-- Task requirements --
Each line from the one that contains "Can you see the pink" to the last line of the records below must be restated word for word.

-- Source information --
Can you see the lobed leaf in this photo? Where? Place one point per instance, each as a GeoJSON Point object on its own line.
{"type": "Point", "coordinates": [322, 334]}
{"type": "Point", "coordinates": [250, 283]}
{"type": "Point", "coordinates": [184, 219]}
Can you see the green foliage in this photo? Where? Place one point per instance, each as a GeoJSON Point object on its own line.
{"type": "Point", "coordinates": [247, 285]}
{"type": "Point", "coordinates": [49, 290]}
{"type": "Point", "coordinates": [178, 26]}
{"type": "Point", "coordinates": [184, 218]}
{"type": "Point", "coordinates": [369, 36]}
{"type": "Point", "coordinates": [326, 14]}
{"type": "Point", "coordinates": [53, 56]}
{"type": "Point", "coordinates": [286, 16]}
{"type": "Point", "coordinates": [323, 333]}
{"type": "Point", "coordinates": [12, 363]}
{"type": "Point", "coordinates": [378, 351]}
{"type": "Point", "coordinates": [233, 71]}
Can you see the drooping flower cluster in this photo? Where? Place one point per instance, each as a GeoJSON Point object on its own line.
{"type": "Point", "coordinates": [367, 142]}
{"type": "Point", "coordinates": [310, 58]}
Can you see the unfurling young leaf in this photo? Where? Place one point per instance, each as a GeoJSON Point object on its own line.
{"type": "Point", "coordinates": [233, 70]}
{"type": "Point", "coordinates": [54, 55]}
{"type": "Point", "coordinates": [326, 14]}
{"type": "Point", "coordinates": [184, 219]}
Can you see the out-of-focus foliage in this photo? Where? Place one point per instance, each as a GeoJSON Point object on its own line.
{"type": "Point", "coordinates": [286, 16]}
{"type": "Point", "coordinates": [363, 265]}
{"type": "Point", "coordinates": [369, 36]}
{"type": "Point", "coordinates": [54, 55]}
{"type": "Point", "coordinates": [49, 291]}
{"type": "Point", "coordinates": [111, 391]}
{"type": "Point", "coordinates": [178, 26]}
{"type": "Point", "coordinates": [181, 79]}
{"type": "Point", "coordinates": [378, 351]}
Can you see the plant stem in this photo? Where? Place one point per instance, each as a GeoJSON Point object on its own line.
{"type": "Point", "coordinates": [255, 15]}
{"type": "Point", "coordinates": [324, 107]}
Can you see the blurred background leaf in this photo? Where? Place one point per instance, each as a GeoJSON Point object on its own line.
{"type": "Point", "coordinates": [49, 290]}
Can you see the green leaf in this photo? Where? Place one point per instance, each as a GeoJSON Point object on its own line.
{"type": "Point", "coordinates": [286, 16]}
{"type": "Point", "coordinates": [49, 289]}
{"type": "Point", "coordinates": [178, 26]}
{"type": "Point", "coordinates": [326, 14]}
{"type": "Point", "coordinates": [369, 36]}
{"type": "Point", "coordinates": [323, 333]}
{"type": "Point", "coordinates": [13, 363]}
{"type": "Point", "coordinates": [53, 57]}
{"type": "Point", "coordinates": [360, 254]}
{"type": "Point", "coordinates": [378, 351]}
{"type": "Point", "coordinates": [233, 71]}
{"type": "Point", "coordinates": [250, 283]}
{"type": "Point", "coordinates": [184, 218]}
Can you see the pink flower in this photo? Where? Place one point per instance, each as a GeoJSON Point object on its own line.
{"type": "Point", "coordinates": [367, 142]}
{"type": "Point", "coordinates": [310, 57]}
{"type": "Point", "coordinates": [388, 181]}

-- Response --
Can you see the pink flower in this photo? Where? Place one point per instance, each as a GeoJSON Point object on its own line.
{"type": "Point", "coordinates": [367, 142]}
{"type": "Point", "coordinates": [310, 57]}
{"type": "Point", "coordinates": [388, 181]}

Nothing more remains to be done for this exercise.